◆ Aim of the exercise ◆
Set out the lines of the items below as a numbered list, skipping any blank lines. Leave the pictures out of your answer.

◆ Provided entries ◆
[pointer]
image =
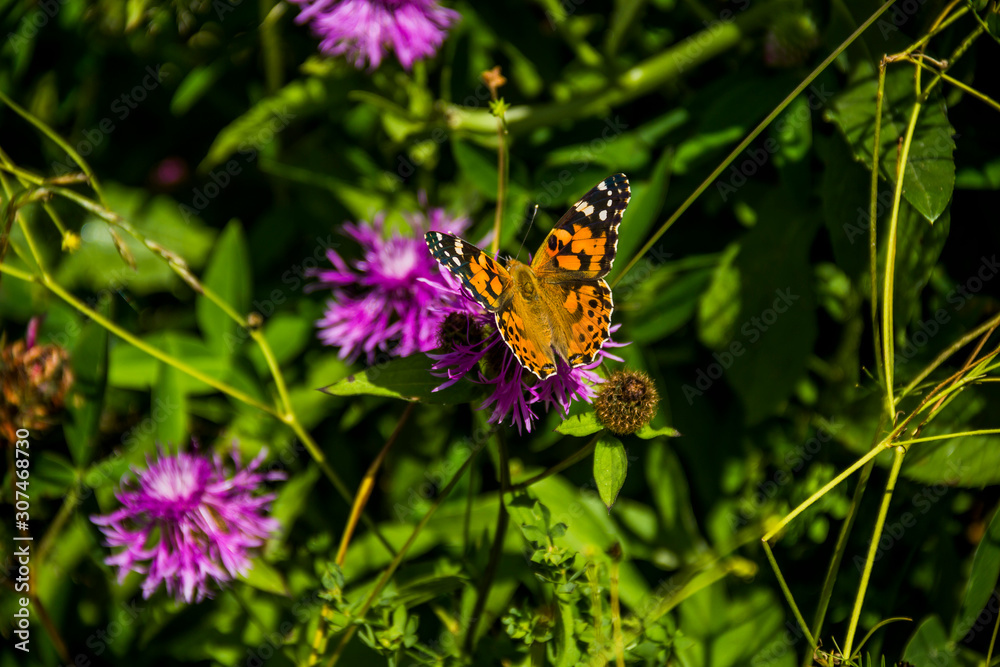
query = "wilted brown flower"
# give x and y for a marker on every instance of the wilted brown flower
(33, 384)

◆ Solution for this problem ◆
1. [pointer]
2. image =
3. query = "wilted brown flower"
4. # give x and y for a marker on every instance of the wilted brown flower
5. (33, 384)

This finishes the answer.